---- Supplied records

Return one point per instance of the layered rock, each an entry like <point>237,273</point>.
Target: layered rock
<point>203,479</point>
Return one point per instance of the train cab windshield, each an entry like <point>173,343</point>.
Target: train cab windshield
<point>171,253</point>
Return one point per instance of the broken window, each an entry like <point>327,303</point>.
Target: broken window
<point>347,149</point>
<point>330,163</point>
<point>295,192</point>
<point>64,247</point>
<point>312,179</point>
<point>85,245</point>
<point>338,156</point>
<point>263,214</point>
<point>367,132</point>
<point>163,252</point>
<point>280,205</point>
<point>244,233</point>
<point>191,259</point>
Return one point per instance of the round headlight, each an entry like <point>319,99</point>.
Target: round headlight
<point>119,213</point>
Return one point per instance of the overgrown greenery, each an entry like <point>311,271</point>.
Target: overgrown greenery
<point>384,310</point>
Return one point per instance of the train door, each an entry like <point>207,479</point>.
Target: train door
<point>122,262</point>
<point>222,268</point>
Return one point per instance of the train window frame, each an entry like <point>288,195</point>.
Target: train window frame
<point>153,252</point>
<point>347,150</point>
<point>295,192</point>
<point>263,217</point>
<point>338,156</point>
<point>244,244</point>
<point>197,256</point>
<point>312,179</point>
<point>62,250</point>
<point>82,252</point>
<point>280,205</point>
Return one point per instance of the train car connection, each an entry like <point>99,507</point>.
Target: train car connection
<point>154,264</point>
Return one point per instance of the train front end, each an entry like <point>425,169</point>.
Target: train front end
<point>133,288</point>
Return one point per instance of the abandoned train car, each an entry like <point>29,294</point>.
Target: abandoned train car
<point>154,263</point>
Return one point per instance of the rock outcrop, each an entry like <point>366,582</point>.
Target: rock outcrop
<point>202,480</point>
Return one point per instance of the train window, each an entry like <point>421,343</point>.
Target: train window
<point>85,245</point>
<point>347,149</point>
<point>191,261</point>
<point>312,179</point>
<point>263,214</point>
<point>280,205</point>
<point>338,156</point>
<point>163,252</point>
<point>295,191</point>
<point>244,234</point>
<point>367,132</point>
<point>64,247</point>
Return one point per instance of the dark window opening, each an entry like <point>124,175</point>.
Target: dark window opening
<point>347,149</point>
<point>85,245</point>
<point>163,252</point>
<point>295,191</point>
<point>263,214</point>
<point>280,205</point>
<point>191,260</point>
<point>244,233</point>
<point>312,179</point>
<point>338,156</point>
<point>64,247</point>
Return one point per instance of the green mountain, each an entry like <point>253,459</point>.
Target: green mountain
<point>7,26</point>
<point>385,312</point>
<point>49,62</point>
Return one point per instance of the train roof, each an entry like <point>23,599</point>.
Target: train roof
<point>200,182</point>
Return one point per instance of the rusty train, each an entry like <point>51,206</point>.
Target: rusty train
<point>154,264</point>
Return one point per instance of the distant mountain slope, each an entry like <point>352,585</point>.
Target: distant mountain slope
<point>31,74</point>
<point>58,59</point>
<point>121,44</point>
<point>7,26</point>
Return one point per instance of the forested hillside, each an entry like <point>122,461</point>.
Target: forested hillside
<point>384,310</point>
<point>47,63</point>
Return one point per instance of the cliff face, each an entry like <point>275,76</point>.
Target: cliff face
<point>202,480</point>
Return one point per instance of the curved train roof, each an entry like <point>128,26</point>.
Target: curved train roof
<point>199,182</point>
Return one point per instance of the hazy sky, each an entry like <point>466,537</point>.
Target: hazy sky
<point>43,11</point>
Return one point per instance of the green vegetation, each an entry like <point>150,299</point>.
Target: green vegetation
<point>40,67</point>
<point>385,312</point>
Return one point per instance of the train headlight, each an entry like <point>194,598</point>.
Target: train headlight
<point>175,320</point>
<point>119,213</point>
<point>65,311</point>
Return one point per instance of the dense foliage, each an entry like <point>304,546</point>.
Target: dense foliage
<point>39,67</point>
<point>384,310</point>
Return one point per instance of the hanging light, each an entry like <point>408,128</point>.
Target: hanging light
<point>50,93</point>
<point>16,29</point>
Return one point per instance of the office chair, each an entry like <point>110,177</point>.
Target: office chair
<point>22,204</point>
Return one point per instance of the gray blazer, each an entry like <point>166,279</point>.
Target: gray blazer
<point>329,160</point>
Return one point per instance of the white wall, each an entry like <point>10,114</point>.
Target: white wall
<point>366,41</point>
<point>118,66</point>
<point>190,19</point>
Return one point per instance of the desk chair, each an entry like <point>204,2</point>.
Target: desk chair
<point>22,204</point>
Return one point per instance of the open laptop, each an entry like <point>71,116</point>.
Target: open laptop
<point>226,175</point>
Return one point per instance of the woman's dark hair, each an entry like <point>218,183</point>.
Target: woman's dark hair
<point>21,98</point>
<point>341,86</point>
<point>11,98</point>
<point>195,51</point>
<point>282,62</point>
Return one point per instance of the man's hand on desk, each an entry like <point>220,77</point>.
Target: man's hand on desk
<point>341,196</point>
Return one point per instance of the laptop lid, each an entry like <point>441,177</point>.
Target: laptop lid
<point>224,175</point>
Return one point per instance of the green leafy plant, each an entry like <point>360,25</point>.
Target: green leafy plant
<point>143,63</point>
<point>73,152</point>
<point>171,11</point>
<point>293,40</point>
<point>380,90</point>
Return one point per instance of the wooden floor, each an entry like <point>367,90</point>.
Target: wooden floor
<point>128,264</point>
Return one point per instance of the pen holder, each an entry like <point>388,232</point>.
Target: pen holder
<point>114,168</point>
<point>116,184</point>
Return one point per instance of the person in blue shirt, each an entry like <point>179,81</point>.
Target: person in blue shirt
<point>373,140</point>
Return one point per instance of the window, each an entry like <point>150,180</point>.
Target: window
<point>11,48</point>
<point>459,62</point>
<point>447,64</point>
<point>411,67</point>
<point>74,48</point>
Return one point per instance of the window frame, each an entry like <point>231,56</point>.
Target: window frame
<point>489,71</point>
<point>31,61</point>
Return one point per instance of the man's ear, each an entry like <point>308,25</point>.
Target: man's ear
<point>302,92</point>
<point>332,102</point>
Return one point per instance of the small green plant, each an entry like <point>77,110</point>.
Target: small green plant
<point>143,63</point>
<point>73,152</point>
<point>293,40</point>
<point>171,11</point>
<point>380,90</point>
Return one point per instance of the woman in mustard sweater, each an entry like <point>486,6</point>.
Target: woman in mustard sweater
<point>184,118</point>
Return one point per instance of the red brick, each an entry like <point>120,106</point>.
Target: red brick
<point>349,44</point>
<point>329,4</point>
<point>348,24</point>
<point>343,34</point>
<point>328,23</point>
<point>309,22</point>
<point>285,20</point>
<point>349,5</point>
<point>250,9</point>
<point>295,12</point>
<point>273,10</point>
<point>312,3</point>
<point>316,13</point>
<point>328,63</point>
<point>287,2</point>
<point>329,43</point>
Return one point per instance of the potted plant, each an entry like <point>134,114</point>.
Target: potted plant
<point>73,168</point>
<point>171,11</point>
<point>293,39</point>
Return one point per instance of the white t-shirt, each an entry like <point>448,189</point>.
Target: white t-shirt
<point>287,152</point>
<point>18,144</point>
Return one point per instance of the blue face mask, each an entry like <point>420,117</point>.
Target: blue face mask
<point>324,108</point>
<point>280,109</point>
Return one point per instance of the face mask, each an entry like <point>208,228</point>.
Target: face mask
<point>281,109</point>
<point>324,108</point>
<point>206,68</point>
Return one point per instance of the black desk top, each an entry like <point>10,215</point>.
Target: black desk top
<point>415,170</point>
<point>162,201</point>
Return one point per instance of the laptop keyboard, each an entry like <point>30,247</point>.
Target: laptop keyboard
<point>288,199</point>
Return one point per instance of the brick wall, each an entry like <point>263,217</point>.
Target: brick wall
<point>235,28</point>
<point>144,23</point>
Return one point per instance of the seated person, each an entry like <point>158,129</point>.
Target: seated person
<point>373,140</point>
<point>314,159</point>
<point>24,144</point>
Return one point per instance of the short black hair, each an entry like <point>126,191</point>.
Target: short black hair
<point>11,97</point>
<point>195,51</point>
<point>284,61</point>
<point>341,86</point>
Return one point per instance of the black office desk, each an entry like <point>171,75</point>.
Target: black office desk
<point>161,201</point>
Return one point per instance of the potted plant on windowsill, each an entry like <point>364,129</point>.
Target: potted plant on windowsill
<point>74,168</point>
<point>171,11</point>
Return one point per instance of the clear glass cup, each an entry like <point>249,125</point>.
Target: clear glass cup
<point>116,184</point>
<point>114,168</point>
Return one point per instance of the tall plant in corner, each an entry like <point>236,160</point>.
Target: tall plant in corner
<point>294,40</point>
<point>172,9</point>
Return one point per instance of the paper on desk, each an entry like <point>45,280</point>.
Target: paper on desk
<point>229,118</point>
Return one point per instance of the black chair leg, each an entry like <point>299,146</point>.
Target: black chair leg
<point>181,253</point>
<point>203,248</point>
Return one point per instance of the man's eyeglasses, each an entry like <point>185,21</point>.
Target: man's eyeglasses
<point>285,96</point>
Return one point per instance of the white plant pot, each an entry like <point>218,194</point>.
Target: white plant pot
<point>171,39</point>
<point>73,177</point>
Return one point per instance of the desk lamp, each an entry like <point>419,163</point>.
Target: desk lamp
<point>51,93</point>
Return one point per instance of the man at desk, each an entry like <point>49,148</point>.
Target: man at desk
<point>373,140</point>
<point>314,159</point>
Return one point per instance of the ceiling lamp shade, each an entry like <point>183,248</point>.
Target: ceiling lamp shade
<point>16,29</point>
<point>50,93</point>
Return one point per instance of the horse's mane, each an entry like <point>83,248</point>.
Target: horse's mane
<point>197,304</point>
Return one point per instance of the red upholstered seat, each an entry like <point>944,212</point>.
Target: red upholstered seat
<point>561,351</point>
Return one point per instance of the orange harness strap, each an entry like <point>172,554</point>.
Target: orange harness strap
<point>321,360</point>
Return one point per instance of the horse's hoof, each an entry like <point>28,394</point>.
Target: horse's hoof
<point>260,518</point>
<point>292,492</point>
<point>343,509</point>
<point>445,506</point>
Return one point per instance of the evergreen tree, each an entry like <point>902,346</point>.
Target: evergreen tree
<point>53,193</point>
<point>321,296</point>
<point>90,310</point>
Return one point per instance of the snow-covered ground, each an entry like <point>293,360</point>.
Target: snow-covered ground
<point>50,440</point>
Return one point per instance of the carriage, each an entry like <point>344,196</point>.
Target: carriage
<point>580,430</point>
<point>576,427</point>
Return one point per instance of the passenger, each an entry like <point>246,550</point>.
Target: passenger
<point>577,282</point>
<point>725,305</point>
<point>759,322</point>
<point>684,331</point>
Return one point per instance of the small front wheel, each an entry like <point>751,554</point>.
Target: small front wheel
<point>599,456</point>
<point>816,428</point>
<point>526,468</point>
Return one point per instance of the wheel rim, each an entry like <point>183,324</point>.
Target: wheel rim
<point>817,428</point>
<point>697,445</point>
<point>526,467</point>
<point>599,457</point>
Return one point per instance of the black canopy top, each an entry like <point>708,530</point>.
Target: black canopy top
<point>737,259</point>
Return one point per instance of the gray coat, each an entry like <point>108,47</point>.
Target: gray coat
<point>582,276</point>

--------

**Instructions for the task**: Find where the line with "Target: distant mountain slope" sits in the material above, then copy exactly from it through the line with "Return one point per instance of the woman's". Add no other line.

**Written response**:
Target: distant mountain slope
<point>31,74</point>
<point>58,59</point>
<point>121,44</point>
<point>7,26</point>
Return one point per instance of the forested hillside, each an entry like <point>122,461</point>.
Target: forested hillside
<point>384,310</point>
<point>47,63</point>
Return one point per instance of the cliff face, each an entry like <point>275,76</point>.
Target: cliff face
<point>202,480</point>
Return one point per instance of the curved train roof, each an entry like <point>128,26</point>.
Target: curved train roof
<point>199,182</point>
Return one point per instance of the hazy sky, each an entry like <point>466,537</point>.
Target: hazy sky
<point>43,11</point>
Return one point per instance of the green vegetation, each an entry like <point>150,299</point>.
Target: green vegetation
<point>40,67</point>
<point>385,312</point>
Return one point per instance of the train headlight, each an entry like <point>194,598</point>.
Target: train headlight
<point>175,320</point>
<point>119,213</point>
<point>65,311</point>
Return one point per instance of the dense foliage, each an entry like <point>304,546</point>.
Target: dense foliage
<point>39,67</point>
<point>384,310</point>
Return one point per instance of the hanging light, each an entry like <point>408,128</point>.
Target: hanging light
<point>50,93</point>
<point>16,29</point>
Return one point per instance of the office chair, each an entry like <point>110,177</point>.
Target: office chair
<point>22,204</point>
Return one point per instance of the gray blazer, each an entry like <point>166,279</point>.
Target: gray blazer
<point>329,160</point>
Return one point per instance of the white wall, each an entry like <point>10,114</point>.
Target: white wall
<point>366,41</point>
<point>118,66</point>
<point>190,19</point>
Return one point per instance of the desk chair, each an entry like <point>204,2</point>.
Target: desk chair
<point>22,204</point>
Return one point per instance of the open laptop, each an entry like <point>71,116</point>.
Target: open laptop
<point>226,175</point>
Return one point per instance of the woman's dark hair, each an entry like <point>218,183</point>.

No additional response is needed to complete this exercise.